• **Problem requirements**
Line by line, transcribe all of the entries exactly.

-------------------------

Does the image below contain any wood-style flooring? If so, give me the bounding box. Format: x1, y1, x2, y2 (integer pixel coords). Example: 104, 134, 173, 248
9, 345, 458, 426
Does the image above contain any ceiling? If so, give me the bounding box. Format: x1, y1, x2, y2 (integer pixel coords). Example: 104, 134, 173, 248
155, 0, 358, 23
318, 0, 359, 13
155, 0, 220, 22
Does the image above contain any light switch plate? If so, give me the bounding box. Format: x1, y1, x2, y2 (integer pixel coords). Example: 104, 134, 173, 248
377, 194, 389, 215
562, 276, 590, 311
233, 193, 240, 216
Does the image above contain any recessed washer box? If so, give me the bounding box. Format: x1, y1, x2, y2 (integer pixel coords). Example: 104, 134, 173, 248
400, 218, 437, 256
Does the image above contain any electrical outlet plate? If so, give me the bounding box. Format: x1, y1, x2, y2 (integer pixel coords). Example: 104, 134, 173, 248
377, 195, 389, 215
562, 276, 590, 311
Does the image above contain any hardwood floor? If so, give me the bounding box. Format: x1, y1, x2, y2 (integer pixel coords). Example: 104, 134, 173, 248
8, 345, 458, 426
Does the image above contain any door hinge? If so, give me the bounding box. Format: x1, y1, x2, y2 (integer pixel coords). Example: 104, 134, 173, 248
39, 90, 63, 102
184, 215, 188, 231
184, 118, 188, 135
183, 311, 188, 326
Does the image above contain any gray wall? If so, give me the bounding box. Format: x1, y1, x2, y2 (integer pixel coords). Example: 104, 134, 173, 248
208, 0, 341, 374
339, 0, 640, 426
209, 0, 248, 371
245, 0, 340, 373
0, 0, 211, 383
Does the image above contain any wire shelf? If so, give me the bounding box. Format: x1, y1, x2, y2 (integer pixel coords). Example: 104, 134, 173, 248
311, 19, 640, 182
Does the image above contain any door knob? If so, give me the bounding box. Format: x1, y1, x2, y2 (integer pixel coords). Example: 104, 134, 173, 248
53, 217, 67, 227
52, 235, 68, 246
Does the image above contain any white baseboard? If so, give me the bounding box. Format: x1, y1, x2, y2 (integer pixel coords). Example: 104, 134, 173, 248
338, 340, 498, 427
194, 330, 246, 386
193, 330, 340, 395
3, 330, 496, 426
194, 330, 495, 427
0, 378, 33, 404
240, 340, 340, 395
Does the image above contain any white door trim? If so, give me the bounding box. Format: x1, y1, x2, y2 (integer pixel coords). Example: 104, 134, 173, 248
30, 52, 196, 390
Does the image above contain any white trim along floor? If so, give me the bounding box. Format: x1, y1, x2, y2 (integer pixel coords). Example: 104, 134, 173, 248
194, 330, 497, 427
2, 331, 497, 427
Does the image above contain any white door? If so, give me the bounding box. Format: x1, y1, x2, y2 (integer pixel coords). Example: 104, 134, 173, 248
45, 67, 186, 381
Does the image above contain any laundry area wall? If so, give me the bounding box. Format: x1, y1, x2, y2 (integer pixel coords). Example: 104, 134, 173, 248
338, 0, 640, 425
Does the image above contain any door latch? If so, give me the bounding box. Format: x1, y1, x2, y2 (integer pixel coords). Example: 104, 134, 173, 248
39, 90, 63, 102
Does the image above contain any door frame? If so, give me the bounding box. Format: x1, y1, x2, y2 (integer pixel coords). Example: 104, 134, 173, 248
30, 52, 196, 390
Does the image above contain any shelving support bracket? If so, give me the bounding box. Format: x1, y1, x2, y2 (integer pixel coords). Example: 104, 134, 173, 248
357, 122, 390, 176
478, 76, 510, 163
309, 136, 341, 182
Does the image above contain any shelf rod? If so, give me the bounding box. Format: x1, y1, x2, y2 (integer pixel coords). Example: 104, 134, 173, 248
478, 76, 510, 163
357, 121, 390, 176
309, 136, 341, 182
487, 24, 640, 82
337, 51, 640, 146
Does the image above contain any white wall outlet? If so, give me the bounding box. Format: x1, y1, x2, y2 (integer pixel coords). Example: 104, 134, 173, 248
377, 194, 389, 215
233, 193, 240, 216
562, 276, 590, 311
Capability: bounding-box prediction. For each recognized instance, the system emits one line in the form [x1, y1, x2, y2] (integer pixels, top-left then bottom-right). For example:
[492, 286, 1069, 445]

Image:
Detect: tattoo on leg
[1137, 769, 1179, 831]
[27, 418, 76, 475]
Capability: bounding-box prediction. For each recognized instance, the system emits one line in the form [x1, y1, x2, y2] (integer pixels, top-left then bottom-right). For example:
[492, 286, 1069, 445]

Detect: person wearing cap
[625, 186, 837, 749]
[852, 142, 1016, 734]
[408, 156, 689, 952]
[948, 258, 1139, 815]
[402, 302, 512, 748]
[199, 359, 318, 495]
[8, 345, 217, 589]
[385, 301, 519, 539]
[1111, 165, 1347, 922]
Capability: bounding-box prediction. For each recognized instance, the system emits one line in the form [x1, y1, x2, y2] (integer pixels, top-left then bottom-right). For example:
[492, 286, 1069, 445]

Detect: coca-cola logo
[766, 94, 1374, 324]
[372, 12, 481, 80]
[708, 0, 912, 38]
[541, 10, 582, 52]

-------------------------

• **Answer section**
Does the image below contain any wood-style flooring? If so, give me the bounding box. Format: x1, y1, x2, y2 (integer pixel coords). Example: 104, 134, 173, 248
9, 345, 458, 426
Does the image above contain any ceiling? If so, give me the bounding box. Format: x1, y1, x2, y2 (integer pixel coords). Example: 104, 134, 173, 248
155, 0, 358, 23
318, 0, 359, 13
155, 0, 220, 22
Does the image above contain any light switch plate? If so, give me the bounding box. Format: x1, y1, x2, y2 (integer pixel coords). Example: 104, 134, 173, 248
377, 194, 389, 215
562, 276, 590, 311
233, 193, 240, 216
Does the image above contain any recessed washer box? If so, give me the bounding box. Format: x1, y1, x2, y2 (integer pixel coords). Example: 104, 134, 173, 248
400, 218, 437, 256
Does the image above contain any electrical outlet plate? If so, give me the bounding box. Format: x1, y1, x2, y2 (integer pixel coords). Example: 104, 134, 173, 248
377, 195, 389, 215
562, 276, 590, 311
Does the image above contain any hardwood floor? If so, give me the bounding box. Format: x1, y1, x2, y2 (integer pixel coords). Example: 104, 134, 173, 248
8, 345, 458, 426
Does the image above contain any door hinge? If so, give me the bounding box. Format: x1, y1, x2, y2 (integer pixel coords). Example: 104, 134, 173, 248
39, 90, 63, 102
184, 215, 188, 231
184, 118, 188, 135
183, 311, 188, 326
Does the image above contain any gray wall? If so, give me the bounding box. Format: x1, y1, x2, y2 (integer pixel coords). Example: 104, 134, 173, 248
208, 0, 341, 374
339, 0, 640, 426
209, 0, 248, 371
245, 0, 340, 373
0, 0, 211, 383
Does the image above contain any wire shelf? If so, give me the bounding box. Format: x1, y1, x2, y2 (integer pixel coords). Example: 104, 134, 173, 248
311, 19, 640, 182
Does the image above contain any door knob? If so, give me the bounding box. Format: x1, y1, x2, y2 (integer pixel coords). Example: 104, 134, 173, 248
53, 217, 67, 227
52, 235, 68, 246
Does the image above contain any white baseboard? If so, give me the bounding box. Format: x1, y1, x2, y2 (integer pixel coords). Example: 104, 134, 173, 248
338, 340, 498, 427
194, 330, 246, 386
193, 330, 340, 395
3, 330, 496, 426
194, 330, 495, 427
0, 378, 33, 404
240, 340, 340, 395
Does the image above contain any white door trim? If so, give me the bounding box. Format: x1, y1, x2, y2 (integer pixel coords). Example: 104, 134, 173, 248
30, 52, 196, 390
Does the image above contain any white trim along floor? If so, give me the bounding box. Format: x1, y1, x2, y2 (integer pixel coords). Example: 104, 134, 173, 248
194, 330, 497, 427
2, 331, 497, 427
Does the image above contain any white door? If so, give me the bounding box. Format: x1, y1, x2, y2 (integer pixel coords). Example: 104, 134, 173, 248
45, 67, 186, 381
Does the image above contain any laundry area wall? If so, give me the bounding box. Format: x1, y1, x2, y2 (integer pixel coords). Example: 104, 134, 173, 248
338, 0, 640, 425
Does the image above contain any door latch? If so, give me the bounding box. Format: x1, y1, x2, y2 (integer pixel coords). Example: 104, 134, 173, 248
39, 90, 63, 102
Does the image above contain any door frame? If so, give me the bounding box. Format: x1, y1, x2, y2 (integer pixel coords). Example: 104, 134, 173, 248
30, 52, 196, 390
Does the image above contain any shelving support bracket? If so, give me the bounding box. Format: x1, y1, x2, y2 (integer pixel coords). Example: 104, 134, 173, 248
357, 122, 390, 176
478, 76, 510, 163
309, 136, 341, 182
Does the image above contain any shelf rod? If so, give me the bounding box. Format: x1, y1, x2, y2 (integer pixel coords). Example: 104, 134, 173, 248
478, 76, 510, 163
357, 121, 390, 176
309, 136, 341, 182
487, 24, 640, 82
337, 51, 640, 146
Does the image above contain any white wall outlet? If so, give me the bounding box. Format: x1, y1, x2, y2 (integer pixel coords). Example: 104, 134, 173, 248
377, 194, 389, 215
233, 193, 240, 216
562, 276, 590, 311
Capability: bounding-box prediction. For each recognized instance, the system emits one line in the form [x1, y1, x2, y2] (integer pixels, top-left then bottom-right). For example:
[492, 286, 1069, 445]

Image:
Detect: tattoo on leg
[1137, 769, 1179, 831]
[27, 418, 76, 475]
Capability: bounding-box prediction. For each recognized instance, the system emits one line in the form [x1, y1, x2, y2] (integer pixels, top-left then bottom-right). For example:
[492, 286, 1069, 445]

Detect: person wearing cap
[625, 186, 837, 749]
[852, 142, 1016, 734]
[408, 156, 689, 952]
[948, 258, 1139, 815]
[402, 302, 512, 748]
[199, 359, 318, 495]
[8, 345, 217, 589]
[385, 301, 519, 539]
[1111, 165, 1347, 922]
Capability: bounding-box prediction. For each recognized instance, the system emits one line in the form [x1, y1, x2, y2] (integer pixels, top-left then bottom-right). For example:
[492, 286, 1069, 445]

Detect: coca-cola logo
[766, 94, 1374, 324]
[372, 12, 481, 80]
[708, 0, 912, 38]
[541, 10, 582, 52]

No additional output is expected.